Tasks and exercises:
[1] List the three books under WRITINGS in the biographical entry on Rebecca L. Stein, giving each one's title and year.
[2] Please answer these questions from the biographical entry on Rebecca L. Stein:
(a) In what year did she earn her Ph.D. from Stanford University?
(b) What position did she hold at the University of Minnesota, and during which years?
(c) Which Modern Language Association division did she chair?
[3] Extend the biographical entry on Rebecca L. Stein past its final sentence.

Provided text:
────

Stein, Rebecca L. 1969-
Stein, Rebecca L. 1969-
PERSONAL:
Born June 30, 1969. Education: Amherst College, B.A. (summa cum laude), 1991; Stanford University, M.A., 1995, Ph.D., 1999.
ADDRESSES:
Office—Cultural Anthropology and Women's Studies Department, Duke University, 210 E. Duke Bldg., Box 90760, Durham, NC 27708.
CAREER:
Academician. Stanford University, Stanford, CA, lecturer, 1999-2000; University of California, Berkeley, lecturer, 2000-01; Amherst College, Bowenstein Visiting Professor in Law and Jurisprudence, 2001-02; University of Minnesota, Minneapolis, assistant professor, 2002-03; Duke University, Durham, NC, assistant professor of cultural anthropology and women's studies, 2003—. Social Science Research Council fellow, 1995-96; Newhouse fellow, Stanford University, 1998, 1999; Lowenstein fellow, Amherst College, 2001-02; Trent Foundation and Palestinian-American Research Council fellow, 2006-07.
MEMBER:
Modern Language Association (executive committee; Division of Anthropological Approaches to Literature chair, 2005-06), Phi Beta Kappa.
WRITINGS:
(Editor, with Ted Swedenburg) Palestine, Israel, and the Politics of Popular Culture, Duke University Press (Durham, NC), 2005.
(With Joel Beinin) The Struggle for Sovereignty: Palestine and Israel, 1993-2005, Stanford University Press (Stanford, CA), 2006.
Itineraries in Conflict: Israelis, Palestinians, and the Political Lives of Tourism, Duke University Press (Durham, NC), 2008.
Contributor to numerous journals and periodicals, including Theory and Event, Public Culture, Middle East Report, Social Text, International Journal of Middle East Studies, American Anthropologist, Stanford Humanities Review, Anthropology News, Rebelión, Challenge, and Journal of Palestine Studies. Editorial assistant (1994-95), book review editor (2001-03), and editorial committee member (2001-06) for Middle East Report. Contributing editor to Challenge and editorial assistant for Tikkun.
SIDELIGHTS:
Rebecca L. Stein is a professor of cultural anthropology and women's studies. Her research interests include nationalism, post-colonialism, sexuality, cultural theory, and globalization, with a primary regional focus of the Middle East. Stein is a contributor to a number of academic journals and has worked primarily in academia since completing a Ph.D. from Stanford University in 1999.

────

Raw data:
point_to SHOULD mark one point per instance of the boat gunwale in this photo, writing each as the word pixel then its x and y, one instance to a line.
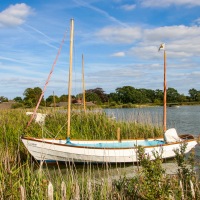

────

Outputs:
[1]
- Palestine, Israel, and the Politics of Popular Culture (2005)
- The Struggle for Sovereignty: Palestine and Israel, 1993-2005 (2006)
- Itineraries in Conflict: Israelis, Palestinians, and the Political Lives of Tourism (2008)

[2]
(a) 1999
(b) Assistant professor, 2002-03
(c) The Division of Anthropological Approaches to Literature (2005-06)

[3]
In 2005 Stein edited Palestine, Israel, and the Politics of Popular Culture with Ted Swedenburg. The book examines the role that popular culture plays in the conflict between Palestine and Israel but also takes a historical approach, dating as far back as the Ottoman period of the region. Anthropologists, sociologists, historians, political scientists, American studies scholars, and literary scholars each add perspective from their unique academic fields as contributors of the book's essays. The book makes its primary focus the region's cinema, music, comics, newspapers, and Internet usage.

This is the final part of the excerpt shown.